#### [GIVEN TEXT]
□ □ □ □
In such circumstances, independence movements had to choose between fighting one or two wars: a war of independence against the colonial ruler to establish an independent nation within existing colonial boundaries, and another to redraw boundaries with multiple adjacent nations to create an entirely new map based upon tribal unification. The latter has almost always been sacrificed to the former, due to a necessity to become functionally a nation, in order to negotiate with their colonial ruler and to deal with a world divided into nations.

The principal experience upon which national identity could be built was to define the nation, its population and culture, as opposite to their colonial rulers, different but not inferior. Such a strategy was inherently reactive, in contrast to pro-active and aggressive early modern European nationalism. At the same time, these new nations continued to be economically linked to Western technologies and markets.

These contradictory pulls toward and away from the West contributed to an “inherent contradictoriness in nationalist thinking” for both independence movements and post-colonial governments. Thus, post-colonial historian Partha Chatterjee argues that nationalism developed in these nations, even before independence, through a bifurcation of the ‘material,’ that is, the economic, the state, science, and technology; and the ‘spiritual,’ the national culture constructed from tradition, religion, and so on. Control of the former was relinquished to colonial rulers. The latter was insulated from colonial control. Yet over generations of colonialism, Western ideas nevertheless had changed the ‘spiritual,’ as well – to such a degree that even ancient classics were neglected. Western concepts of nation, individualism, and scientific rationality had become, in historian Dipesh Chakrabarty's words, “both indispensable and inadequate”.38 Western ideas had to be identified, but could not simply be excised or the whole cloth would be damaged. They had to be de-constructed, their universality disclosed as provincialism, making room for non-Western ideas, while not discarding the West entirely.
□ □ □ □
#### [PROVIDED DATA]
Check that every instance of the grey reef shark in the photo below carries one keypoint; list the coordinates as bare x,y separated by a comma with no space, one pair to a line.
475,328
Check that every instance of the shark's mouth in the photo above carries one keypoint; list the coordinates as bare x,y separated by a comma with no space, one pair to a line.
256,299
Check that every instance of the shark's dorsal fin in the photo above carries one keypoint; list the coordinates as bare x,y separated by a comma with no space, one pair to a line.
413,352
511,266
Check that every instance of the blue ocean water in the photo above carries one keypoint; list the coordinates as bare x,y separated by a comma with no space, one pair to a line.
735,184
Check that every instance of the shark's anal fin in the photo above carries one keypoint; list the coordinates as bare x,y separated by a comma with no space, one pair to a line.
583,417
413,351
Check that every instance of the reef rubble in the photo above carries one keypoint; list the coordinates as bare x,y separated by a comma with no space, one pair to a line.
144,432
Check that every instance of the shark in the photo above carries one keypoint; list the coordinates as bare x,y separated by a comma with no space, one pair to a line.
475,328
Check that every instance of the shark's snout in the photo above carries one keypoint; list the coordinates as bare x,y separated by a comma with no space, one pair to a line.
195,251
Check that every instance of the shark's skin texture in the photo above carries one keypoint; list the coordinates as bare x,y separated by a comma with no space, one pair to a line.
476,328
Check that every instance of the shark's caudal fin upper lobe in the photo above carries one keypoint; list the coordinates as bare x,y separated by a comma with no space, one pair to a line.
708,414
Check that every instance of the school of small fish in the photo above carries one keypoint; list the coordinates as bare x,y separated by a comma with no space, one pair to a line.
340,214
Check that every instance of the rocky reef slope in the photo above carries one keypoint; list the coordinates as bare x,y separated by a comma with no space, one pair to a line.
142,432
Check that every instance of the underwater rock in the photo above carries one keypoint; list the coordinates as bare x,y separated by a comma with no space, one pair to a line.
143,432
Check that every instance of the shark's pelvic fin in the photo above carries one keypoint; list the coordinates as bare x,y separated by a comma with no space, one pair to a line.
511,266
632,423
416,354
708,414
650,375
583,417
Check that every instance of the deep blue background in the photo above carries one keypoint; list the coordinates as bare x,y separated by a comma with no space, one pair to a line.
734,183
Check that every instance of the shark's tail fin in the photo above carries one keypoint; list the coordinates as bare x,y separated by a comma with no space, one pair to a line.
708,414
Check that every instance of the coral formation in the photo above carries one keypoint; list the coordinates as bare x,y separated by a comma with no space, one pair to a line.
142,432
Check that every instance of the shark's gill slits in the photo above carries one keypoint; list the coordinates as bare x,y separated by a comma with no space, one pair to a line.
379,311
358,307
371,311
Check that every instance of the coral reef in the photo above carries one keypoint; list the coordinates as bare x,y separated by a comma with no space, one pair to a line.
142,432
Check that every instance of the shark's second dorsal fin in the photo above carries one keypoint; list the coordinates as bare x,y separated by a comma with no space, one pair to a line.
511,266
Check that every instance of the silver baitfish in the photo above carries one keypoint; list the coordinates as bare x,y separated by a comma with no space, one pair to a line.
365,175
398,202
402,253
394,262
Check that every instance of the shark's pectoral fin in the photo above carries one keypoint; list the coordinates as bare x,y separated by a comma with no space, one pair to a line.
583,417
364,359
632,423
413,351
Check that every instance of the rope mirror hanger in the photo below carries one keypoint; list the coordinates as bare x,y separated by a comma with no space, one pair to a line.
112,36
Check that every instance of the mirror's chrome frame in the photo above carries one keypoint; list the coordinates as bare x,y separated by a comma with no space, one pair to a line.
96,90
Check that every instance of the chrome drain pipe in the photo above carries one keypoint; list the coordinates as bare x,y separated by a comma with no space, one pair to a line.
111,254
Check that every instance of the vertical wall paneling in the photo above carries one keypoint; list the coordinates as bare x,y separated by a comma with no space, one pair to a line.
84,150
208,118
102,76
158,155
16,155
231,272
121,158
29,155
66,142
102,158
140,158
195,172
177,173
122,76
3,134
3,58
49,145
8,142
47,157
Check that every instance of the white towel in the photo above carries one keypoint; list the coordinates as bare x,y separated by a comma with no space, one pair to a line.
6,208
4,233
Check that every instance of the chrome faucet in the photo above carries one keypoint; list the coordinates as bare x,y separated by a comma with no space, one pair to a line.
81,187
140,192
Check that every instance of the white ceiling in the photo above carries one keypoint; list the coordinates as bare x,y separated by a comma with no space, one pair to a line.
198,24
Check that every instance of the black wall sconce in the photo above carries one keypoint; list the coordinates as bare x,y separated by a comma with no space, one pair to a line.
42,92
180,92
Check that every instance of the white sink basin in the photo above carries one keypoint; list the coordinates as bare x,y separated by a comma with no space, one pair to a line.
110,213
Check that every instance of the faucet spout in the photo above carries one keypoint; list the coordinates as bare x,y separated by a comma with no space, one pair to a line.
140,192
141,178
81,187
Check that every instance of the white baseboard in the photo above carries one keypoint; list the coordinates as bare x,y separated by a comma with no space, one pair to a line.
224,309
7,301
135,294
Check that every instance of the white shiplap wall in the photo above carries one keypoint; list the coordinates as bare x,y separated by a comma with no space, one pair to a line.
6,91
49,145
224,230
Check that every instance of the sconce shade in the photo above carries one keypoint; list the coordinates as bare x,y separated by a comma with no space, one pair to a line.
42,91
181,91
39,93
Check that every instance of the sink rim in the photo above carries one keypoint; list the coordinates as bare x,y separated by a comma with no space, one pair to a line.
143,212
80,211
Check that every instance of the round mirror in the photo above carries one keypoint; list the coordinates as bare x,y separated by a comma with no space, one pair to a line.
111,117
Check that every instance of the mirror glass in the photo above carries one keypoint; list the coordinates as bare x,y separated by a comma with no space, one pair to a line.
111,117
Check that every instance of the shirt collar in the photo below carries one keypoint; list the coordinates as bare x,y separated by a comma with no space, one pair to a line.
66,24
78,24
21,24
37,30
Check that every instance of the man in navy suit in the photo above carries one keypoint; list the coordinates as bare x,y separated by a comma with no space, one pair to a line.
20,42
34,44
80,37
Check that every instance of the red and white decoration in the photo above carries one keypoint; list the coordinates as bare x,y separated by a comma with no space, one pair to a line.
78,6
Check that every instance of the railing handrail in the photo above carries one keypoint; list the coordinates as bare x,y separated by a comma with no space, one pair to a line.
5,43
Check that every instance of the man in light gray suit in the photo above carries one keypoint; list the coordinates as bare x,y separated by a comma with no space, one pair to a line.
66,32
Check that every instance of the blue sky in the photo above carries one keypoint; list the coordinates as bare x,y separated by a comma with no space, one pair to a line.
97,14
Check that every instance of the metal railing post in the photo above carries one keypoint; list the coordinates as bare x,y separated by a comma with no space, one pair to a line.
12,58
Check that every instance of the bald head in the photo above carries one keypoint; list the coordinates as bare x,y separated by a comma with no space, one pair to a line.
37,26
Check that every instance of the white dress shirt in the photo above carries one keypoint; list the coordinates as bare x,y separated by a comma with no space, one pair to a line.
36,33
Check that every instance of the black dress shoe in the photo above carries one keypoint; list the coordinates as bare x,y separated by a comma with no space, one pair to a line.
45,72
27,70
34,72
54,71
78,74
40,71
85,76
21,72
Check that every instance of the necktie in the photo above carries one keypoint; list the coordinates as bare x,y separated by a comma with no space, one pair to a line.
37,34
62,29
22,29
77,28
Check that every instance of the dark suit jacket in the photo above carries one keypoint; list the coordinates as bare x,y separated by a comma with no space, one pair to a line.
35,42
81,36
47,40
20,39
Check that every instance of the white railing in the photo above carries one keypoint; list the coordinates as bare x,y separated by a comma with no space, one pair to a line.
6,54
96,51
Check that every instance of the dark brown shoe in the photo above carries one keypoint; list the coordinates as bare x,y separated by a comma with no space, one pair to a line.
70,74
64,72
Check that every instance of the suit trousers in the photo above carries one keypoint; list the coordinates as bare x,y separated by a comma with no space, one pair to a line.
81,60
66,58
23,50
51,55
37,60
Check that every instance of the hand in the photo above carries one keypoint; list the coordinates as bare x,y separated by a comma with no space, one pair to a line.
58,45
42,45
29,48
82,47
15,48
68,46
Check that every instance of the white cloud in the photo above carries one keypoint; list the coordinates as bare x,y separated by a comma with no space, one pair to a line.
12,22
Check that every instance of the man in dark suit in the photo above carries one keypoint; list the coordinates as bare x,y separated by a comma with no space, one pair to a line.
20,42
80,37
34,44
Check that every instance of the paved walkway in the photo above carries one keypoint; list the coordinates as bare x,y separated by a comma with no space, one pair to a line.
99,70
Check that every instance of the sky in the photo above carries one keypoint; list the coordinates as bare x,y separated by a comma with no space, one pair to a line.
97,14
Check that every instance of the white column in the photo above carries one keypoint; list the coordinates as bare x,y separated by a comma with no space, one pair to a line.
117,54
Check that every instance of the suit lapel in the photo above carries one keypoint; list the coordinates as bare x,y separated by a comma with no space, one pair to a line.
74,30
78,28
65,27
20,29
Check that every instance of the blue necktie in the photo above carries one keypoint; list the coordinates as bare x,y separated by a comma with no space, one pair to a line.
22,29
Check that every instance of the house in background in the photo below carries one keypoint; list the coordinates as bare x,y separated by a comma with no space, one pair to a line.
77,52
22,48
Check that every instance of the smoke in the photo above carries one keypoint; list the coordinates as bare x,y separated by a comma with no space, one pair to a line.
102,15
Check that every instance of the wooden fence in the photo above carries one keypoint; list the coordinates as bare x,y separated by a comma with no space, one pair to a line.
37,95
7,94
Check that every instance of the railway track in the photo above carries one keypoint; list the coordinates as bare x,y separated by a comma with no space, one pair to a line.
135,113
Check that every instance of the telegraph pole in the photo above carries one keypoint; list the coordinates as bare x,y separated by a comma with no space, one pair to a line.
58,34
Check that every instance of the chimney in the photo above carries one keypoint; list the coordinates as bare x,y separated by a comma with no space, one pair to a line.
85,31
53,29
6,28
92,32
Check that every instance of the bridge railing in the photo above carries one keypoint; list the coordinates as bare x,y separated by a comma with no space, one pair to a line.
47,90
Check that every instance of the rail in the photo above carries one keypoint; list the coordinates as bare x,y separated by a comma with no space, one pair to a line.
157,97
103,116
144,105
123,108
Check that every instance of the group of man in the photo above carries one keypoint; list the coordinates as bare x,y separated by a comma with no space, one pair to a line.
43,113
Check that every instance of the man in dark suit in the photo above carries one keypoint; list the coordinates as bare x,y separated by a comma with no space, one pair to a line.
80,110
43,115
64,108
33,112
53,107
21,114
□ □ □ □
#### [STATED PROBLEM 1]
Rewrite the passage on post-colonial nationalism from "The principal experience" to "technologies and markets.", replacing "reactive" with "defensive".
#### [STATED PROBLEM 2]
Collect every line of the entries that contains the word "shoe".
The passage on post-colonial nationalism has no connection to the entries.

#### [COMPLETE RESPONSE 1]
The principal experience upon which national identity could be built was to define the nation, its population and culture, as opposite to their colonial rulers, different but not inferior. Such a strategy was inherently defensive, in contrast to pro-active and aggressive early modern European nationalism. At the same time, these new nations continued to be economically linked to Western technologies and markets.

#### [COMPLETE RESPONSE 2]
Check that every instance of the black dress shoe in the photo above carries one keypoint; list the coordinates as bare x,y separated by a comma with no space, one pair to a line.
Check that every instance of the dark brown shoe in the photo above carries one keypoint; list the coordinates as bare x,y separated by a comma with no space, one pair to a line.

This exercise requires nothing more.